• WHAT YOU HAVE TO DO: Output the entire listing below exactly as it stands.
[MATERIALS PROVIDED Boundary: Start]
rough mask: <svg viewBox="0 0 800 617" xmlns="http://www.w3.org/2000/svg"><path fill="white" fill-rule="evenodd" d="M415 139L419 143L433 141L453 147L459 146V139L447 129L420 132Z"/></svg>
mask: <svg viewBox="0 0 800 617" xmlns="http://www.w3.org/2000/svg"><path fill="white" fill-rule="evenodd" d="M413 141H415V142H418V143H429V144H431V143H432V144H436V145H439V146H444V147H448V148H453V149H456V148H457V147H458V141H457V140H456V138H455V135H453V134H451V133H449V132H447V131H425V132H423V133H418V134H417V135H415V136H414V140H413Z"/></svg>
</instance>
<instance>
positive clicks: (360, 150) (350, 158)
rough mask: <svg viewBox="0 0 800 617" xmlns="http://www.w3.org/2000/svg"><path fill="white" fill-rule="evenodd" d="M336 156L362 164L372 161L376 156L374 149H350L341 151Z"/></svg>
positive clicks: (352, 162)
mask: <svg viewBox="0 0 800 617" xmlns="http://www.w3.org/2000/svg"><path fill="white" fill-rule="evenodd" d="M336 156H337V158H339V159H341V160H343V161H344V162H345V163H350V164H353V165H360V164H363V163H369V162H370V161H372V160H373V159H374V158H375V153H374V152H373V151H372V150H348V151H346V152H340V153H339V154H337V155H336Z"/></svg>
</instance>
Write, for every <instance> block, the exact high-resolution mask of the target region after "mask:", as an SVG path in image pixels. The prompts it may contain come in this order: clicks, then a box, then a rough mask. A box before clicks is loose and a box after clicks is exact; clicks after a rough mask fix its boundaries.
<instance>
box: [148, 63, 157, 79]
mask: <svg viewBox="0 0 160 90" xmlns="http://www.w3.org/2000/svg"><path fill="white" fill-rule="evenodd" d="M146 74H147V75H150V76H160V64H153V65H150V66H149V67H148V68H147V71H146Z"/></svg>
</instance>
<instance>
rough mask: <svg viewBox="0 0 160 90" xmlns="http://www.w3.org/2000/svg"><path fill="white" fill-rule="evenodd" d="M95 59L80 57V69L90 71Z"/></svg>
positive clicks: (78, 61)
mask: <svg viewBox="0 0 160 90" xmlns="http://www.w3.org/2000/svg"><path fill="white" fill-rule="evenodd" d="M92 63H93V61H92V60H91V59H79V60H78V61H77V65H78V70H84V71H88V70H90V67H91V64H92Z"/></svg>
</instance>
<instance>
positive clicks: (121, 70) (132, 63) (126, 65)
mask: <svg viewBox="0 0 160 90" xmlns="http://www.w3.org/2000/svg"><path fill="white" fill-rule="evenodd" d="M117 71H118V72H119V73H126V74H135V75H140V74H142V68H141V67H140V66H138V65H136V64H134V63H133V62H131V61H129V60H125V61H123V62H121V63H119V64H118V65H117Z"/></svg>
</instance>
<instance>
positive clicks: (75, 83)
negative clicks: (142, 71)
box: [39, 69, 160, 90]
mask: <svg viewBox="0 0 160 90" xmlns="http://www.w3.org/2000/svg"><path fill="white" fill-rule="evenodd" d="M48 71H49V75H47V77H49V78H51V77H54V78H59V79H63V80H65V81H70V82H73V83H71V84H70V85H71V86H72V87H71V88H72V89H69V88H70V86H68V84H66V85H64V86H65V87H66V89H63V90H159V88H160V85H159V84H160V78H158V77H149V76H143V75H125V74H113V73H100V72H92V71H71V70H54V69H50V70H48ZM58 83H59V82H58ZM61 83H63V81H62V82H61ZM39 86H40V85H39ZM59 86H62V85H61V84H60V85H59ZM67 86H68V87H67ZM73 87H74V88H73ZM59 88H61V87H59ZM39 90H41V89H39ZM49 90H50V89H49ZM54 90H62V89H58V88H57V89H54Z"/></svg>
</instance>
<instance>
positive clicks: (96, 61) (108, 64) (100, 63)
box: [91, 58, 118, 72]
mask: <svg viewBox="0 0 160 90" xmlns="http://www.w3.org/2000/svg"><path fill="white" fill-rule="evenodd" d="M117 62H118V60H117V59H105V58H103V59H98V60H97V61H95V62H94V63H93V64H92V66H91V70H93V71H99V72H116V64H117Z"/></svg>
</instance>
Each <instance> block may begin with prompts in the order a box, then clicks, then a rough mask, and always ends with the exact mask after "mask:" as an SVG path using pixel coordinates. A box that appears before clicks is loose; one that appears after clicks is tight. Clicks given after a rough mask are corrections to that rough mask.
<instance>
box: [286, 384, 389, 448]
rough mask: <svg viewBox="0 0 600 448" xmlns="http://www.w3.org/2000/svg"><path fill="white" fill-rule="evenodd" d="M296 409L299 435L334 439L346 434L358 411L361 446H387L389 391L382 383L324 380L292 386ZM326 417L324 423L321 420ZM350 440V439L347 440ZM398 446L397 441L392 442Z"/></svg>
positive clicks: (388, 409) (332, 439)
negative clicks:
[MATERIALS PROVIDED Boundary: End]
• RESPONSE AREA:
rough mask: <svg viewBox="0 0 800 617" xmlns="http://www.w3.org/2000/svg"><path fill="white" fill-rule="evenodd" d="M415 139L419 143L433 141L453 147L459 146V139L447 129L420 132Z"/></svg>
mask: <svg viewBox="0 0 800 617" xmlns="http://www.w3.org/2000/svg"><path fill="white" fill-rule="evenodd" d="M413 141H415V142H418V143H429V144H431V143H432V144H436V145H439V146H444V147H448V148H453V149H456V148H457V147H458V141H457V140H456V138H455V135H453V134H451V133H449V132H447V131H425V132H423V133H418V134H417V135H415V136H414V140H413Z"/></svg>
</instance>
<instance>
positive clicks: (360, 150) (350, 158)
rough mask: <svg viewBox="0 0 800 617" xmlns="http://www.w3.org/2000/svg"><path fill="white" fill-rule="evenodd" d="M336 156L362 164L372 161L376 156L374 149H350L341 151Z"/></svg>
positive clicks: (352, 162)
mask: <svg viewBox="0 0 800 617" xmlns="http://www.w3.org/2000/svg"><path fill="white" fill-rule="evenodd" d="M336 156H337V158H339V159H341V160H343V161H344V162H345V163H350V164H353V165H360V164H363V163H369V162H370V161H372V160H373V159H374V158H375V153H374V152H373V151H372V150H348V151H346V152H340V153H339V154H337V155H336Z"/></svg>
</instance>
Write, for every <instance> block, the exact high-resolution mask of the target region after "mask:", as an SVG path in image pixels. The prompts it may contain come in this order: clicks, then a box, then a rough mask. A box before clicks is loose and a box after clicks is exact; clicks after a rough mask fix its boundaries.
<instance>
box: [148, 63, 157, 79]
mask: <svg viewBox="0 0 160 90" xmlns="http://www.w3.org/2000/svg"><path fill="white" fill-rule="evenodd" d="M146 74H147V75H150V76H160V64H153V65H150V66H149V67H148V68H147V71H146Z"/></svg>
</instance>
<instance>
rough mask: <svg viewBox="0 0 160 90" xmlns="http://www.w3.org/2000/svg"><path fill="white" fill-rule="evenodd" d="M95 59L80 57V69L90 71Z"/></svg>
positive clicks: (78, 61)
mask: <svg viewBox="0 0 160 90" xmlns="http://www.w3.org/2000/svg"><path fill="white" fill-rule="evenodd" d="M92 63H93V61H92V60H91V59H79V60H78V61H77V65H78V70H84V71H88V70H90V67H91V64H92Z"/></svg>
</instance>
<instance>
positive clicks: (121, 70) (132, 63) (126, 65)
mask: <svg viewBox="0 0 160 90" xmlns="http://www.w3.org/2000/svg"><path fill="white" fill-rule="evenodd" d="M117 71H118V72H119V73H126V74H135V75H140V74H142V68H141V67H140V66H138V65H136V64H134V63H133V62H131V61H129V60H125V61H123V62H121V63H119V64H118V65H117Z"/></svg>
</instance>
<instance>
positive clicks: (75, 83)
negative clicks: (142, 71)
box: [39, 69, 160, 90]
mask: <svg viewBox="0 0 160 90" xmlns="http://www.w3.org/2000/svg"><path fill="white" fill-rule="evenodd" d="M48 71H49V75H47V77H49V78H51V77H54V78H59V79H63V80H65V81H70V82H73V83H71V84H70V85H71V86H72V87H71V88H72V89H69V88H70V86H68V84H66V85H64V86H65V87H66V89H63V90H159V88H160V85H159V84H160V78H158V77H149V76H143V75H125V74H113V73H100V72H92V71H71V70H54V69H50V70H48ZM58 83H59V82H58ZM61 83H63V81H62V82H61ZM39 86H40V85H39ZM59 86H62V85H61V84H60V85H59ZM67 86H68V87H67ZM73 87H74V88H73ZM59 88H61V87H59ZM39 90H41V89H39ZM49 90H50V89H49ZM54 90H62V89H58V88H57V89H54Z"/></svg>
</instance>
<instance>
positive clicks: (96, 61) (108, 64) (100, 63)
box: [91, 58, 118, 72]
mask: <svg viewBox="0 0 160 90" xmlns="http://www.w3.org/2000/svg"><path fill="white" fill-rule="evenodd" d="M117 62H118V60H117V59H105V58H103V59H98V60H97V61H95V62H94V63H93V64H92V66H91V70H93V71H99V72H116V64H117Z"/></svg>
</instance>
Each <instance> block may begin with prompts in the order a box, then clicks, then a rough mask, and always ends with the exact mask after "mask:" as an SVG path using pixel coordinates. A box that appears before clicks is loose; one that appears after clicks is tight. Clicks given after a rough mask are corrections to that rough mask.
<instance>
box: [286, 384, 389, 448]
rough mask: <svg viewBox="0 0 600 448" xmlns="http://www.w3.org/2000/svg"><path fill="white" fill-rule="evenodd" d="M296 409L299 435L334 439L346 434L358 411L361 446H387L389 391L382 383L324 380L292 386ZM326 417L324 423L321 420ZM350 440V439L347 440ZM398 446L397 441L392 442Z"/></svg>
positive clicks: (388, 409) (332, 439)
negative clicks:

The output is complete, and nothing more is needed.